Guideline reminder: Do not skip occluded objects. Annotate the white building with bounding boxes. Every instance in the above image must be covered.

------------------------------------------------

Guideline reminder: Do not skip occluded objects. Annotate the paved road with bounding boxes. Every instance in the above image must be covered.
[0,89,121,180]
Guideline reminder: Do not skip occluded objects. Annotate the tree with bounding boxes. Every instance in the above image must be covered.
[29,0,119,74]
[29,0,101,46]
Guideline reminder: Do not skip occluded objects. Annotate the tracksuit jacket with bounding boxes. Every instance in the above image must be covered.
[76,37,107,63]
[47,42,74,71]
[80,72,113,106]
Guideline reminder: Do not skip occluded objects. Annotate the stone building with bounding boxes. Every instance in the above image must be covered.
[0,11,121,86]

------------------------------------------------

Express the records between the line containing "Annotate the tree" and the line containing "[80,72,113,106]", inclusive, as a numbered list with blank lines omitted.

1. Guideline reminder: Do not skip occluded objects. Annotate the tree with bounding boxes. Every instance in the above image must be covered.
2. [29,0,119,74]
3. [29,0,101,46]
4. Guideline reminder: Do not skip occluded objects. Annotate the tracksuit jacket with bounding boxes. Every instance in the above image must be covered.
5. [76,37,107,63]
6. [47,42,74,71]
7. [80,72,113,106]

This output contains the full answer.